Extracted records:
╭──
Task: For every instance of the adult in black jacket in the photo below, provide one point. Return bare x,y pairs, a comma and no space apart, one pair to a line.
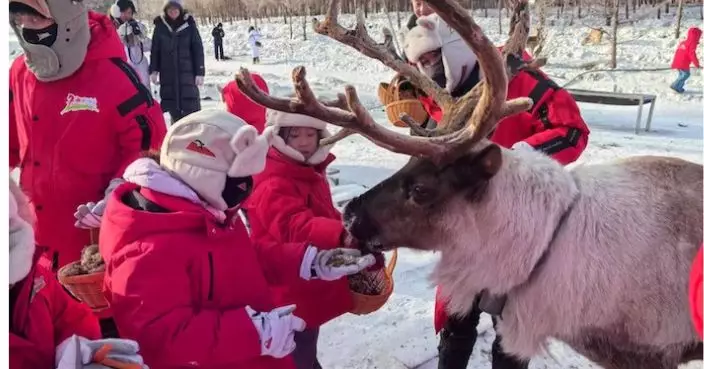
177,61
218,34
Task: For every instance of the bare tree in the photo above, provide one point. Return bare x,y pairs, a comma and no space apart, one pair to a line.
679,18
614,33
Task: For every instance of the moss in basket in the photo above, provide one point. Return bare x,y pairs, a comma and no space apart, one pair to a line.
90,262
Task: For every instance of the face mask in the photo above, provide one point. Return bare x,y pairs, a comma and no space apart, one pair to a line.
236,190
45,36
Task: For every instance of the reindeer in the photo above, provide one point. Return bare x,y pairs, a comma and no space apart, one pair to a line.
596,256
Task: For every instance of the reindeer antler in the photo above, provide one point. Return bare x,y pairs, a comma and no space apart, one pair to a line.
490,107
359,39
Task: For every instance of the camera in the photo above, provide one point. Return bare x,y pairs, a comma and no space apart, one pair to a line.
136,30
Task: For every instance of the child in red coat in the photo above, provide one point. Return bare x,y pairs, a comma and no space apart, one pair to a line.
686,55
291,202
47,326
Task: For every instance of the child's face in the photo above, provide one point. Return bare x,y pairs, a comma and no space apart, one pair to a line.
304,140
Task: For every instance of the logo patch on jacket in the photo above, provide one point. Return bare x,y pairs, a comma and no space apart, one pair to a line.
78,103
39,283
199,147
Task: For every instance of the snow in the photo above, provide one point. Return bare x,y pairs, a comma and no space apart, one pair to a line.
401,335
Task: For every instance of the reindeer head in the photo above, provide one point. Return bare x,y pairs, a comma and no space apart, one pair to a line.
450,169
409,209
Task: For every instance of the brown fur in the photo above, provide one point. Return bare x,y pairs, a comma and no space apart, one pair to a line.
614,282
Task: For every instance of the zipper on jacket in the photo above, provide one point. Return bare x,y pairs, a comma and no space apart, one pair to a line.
212,276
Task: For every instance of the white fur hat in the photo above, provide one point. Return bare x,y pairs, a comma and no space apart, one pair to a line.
206,147
432,33
21,234
280,120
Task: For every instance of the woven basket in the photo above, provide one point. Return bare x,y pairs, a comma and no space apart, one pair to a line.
414,108
367,304
88,288
385,94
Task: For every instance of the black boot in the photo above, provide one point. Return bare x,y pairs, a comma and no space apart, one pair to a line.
502,360
457,340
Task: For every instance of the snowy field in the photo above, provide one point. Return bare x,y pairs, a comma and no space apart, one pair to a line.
401,335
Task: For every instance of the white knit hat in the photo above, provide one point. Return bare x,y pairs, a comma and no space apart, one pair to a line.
21,234
280,120
432,33
206,147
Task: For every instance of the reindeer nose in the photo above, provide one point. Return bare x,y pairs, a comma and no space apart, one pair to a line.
358,222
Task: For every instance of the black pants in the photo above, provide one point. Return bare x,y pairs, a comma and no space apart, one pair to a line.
457,339
219,52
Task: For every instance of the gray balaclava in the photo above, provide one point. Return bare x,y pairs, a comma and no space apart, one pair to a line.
67,53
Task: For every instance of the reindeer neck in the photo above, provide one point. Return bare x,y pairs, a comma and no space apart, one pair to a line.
503,239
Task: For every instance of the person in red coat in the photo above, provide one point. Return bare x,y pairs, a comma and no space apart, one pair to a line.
696,289
291,202
47,326
553,126
241,106
78,117
686,55
180,267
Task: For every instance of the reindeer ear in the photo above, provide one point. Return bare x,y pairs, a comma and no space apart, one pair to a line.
489,160
473,170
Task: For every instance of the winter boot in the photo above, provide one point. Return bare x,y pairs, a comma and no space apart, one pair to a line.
502,360
457,340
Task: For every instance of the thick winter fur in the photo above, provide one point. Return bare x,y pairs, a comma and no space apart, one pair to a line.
614,282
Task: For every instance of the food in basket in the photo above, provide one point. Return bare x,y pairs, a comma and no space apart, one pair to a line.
90,262
368,282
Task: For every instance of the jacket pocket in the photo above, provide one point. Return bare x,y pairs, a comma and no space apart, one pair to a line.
211,277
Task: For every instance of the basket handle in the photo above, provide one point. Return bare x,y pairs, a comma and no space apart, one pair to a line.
392,263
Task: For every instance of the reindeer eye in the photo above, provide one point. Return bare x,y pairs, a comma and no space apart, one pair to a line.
421,193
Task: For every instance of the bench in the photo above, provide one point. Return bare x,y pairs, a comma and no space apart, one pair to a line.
616,98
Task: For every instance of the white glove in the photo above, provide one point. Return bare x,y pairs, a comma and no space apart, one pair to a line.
89,215
522,146
79,352
319,264
276,329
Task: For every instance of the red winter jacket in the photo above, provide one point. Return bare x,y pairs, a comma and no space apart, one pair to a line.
695,292
241,106
43,315
554,126
72,136
686,53
292,203
178,283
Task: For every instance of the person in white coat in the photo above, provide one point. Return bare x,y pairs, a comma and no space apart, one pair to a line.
254,43
134,36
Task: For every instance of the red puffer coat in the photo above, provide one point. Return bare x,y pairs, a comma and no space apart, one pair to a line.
686,53
554,126
292,203
43,315
178,283
72,136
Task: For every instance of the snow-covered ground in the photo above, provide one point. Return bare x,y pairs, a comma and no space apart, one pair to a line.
400,335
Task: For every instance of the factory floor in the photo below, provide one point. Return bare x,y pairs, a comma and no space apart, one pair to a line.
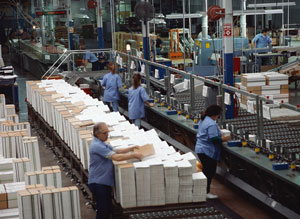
╰──
## OBJECTIVE
Please write out all the records again with "photo" swapped for "image" wherever it occurs, changing nothing else. Leave the pictures out.

## SOLUTION FOR THIS PROBLEM
Task: For every instance of the adult in black jacket in the image below, provide one point. Return bare x,y pairs, a comma and no space apart, one pair to a line.
177,61
218,34
Task: For every instance of the bare tree in the image above, provide one point. Return bare x,y pairs, a comma and no space apart, one pair to a line.
679,18
614,33
Task: For every instance of the moss in basket in the image above, provide one point. Return bare x,y pairs, a comma and no space apart, one pair to a line.
90,262
Task: For every instance of the face mask in the image above, provide one point. Return bare x,y pairs, a comma and no space apart, one pair to a line.
236,190
45,36
Task: For every instance of the reindeer in the image above, provide one point. Return bare x,y pairs, a comma and no space apart, one pair to a line.
596,256
Task: For every instance of the reindeer antler in the image above, provide one point. Return bare x,y pairs, a comma and no space apart, one pair to a line.
490,107
359,39
Task: For every instance of the camera in the image above, provide one point. Return bare x,y pairs, a comma and no space apart, one pair to a line.
136,30
Task: For every instance of the child in red coat in the image above, provide one point. Return bare x,y pairs, a comma and no space apart, one pair to a line.
686,55
291,202
47,326
Task: For every instance of the child's face in the image above, provide one point. Return bare x,y pairs, a comma and no space apart, one pair to a line.
304,140
Task: For every instance of the logo patch on jacket in the image above, provide one point. Return bare x,y pairs, a comma and no space apart, one pair to a line.
78,103
39,283
199,147
Task: For every instance of the snow in the image above, provide one point. Return bare x,y pairs, a comma and no space apart, one pair to a line.
401,335
Task: For every instance of the reindeer head in the image above, provide one point. Return bare x,y pairs, a comma and no space apart, one pair to a line.
450,169
409,209
Task: For every instance of the brown fur in the image above, provide one point. Return bare x,y pairs, a comma and no space apart, one pair to a line.
614,282
Task: For every instance of the zipper on jacket in the image above, provide one point. Return bare x,y pairs, a comma and no space apart, one pair to a line.
212,276
Task: For every instance of the white fur hat in the image above, provide one point. Return bare x,y pairs, a comma and no space apart, one pair to a line.
206,147
432,33
21,234
280,120
Task: For every instance of the woven basket in the image above, provide one point. Return bare x,y pairs, a comma and no space apart, one pair to a line.
414,108
367,304
88,288
385,94
Task: For every instance of the black boot in the image above, provide one point. Return bare x,y pairs, a comma and no space apart, one pair to a line.
502,360
457,340
Task: For every instance of the snowy field in the image above, provide one point. Return bare x,y pairs, a comma and no space apart, one pair to a line.
401,335
Task: For every instance of the white knit hat in the image above, provide one point. Return bare x,y pairs, a comma and no space apart, one pair to a line.
21,234
280,120
432,33
206,147
Task: For every instance of the reindeer nose in the image above, provide one point. Return bare x,y pairs, a comma and no space apart, one pair to a line.
358,222
Task: For every instance of the black pants in the image above, provide one point. Return bare x,y pairs, a comma and no space apart, one pair to a line.
457,339
219,52
Task: For every instance of the gray balaclava in the image above, provide one point. Return bare x,y pairs, a comma and no space apart, one pair to a line.
67,53
Task: For every instance of the reindeer neck in the image above, provide one point. Return bare x,y pairs, a comma and no space apart, one pair to a line.
503,239
Task: For every instance of the person in red coat in the image above, provide one point. Return bare x,y pairs, a comma and no space apart, one pair to a line.
696,289
291,202
47,326
553,126
241,106
78,117
686,55
180,267
Task: For every instance of the reindeer ear in the image above, provide one point. Return bare x,y pairs, a comma and no space apart, one pair to a line.
489,160
473,170
Task: For every instance of the winter boot in the image above, provide one point. Return bare x,y pairs, a comma and no space apart, one pair to a line.
502,360
457,340
Task: For every instance of the thick winter fur in the image above, provide one point. Return bare x,y pairs, a comma and no space apart, one pair to a line.
614,282
Task: For every instance of the food in basket in the image above, provide one point. Return bare x,y pairs, a comma and no space apart, one pair to a line.
90,262
368,282
Task: For every instance of the jacket pocket in the image above, provide one point. Return bare x,y pairs, a comma and no space apart, one pair to a line.
211,277
Task: For every instance of the basket handle in the image above, provide one point. Return bare x,y pairs, a comma and no space apart, one pair to a line.
392,263
Task: For every instance of the reindeer eye in the image above, provide one point. Return bare x,y pairs, a comma and no space apart, one pair to a line.
421,193
Task: For every instance of the bench in the image above, provide one point. Return bare x,y pairs, a comma and no space apart, one pair to a line.
616,98
Task: For every instance of the white glove in the image above, provide one point. Return bare x,y pairs, a comma and no space apart, one pair to a line.
89,215
522,146
79,352
319,264
276,329
Task: For every instance of the red winter jacket in the image above, provide one point. Return bare x,y pairs, a comma and no space apart, one pair to a line.
695,292
241,106
43,315
554,126
72,136
686,53
292,203
178,283
Task: For every instance of the person in white coat in the image above, provide one point. Return bare x,y pairs, a comma and no space apart, one pair to a line.
254,43
134,36
Task: For every instance of the red puffer coat in the image above, provide one point. Return bare x,y pairs, a comma and no space apart, one pair to a line.
686,53
554,126
292,203
43,315
178,283
72,136
Task: For every instance of the snow-covered ground in the image above, provide one point. Return bare x,y pairs, a comma and no space apart, one pair to a line.
400,335
Task: For every instance of the factory floor in the image below, provide one point. Return bare x,y pairs, a comma and no space apart, one pair to a line.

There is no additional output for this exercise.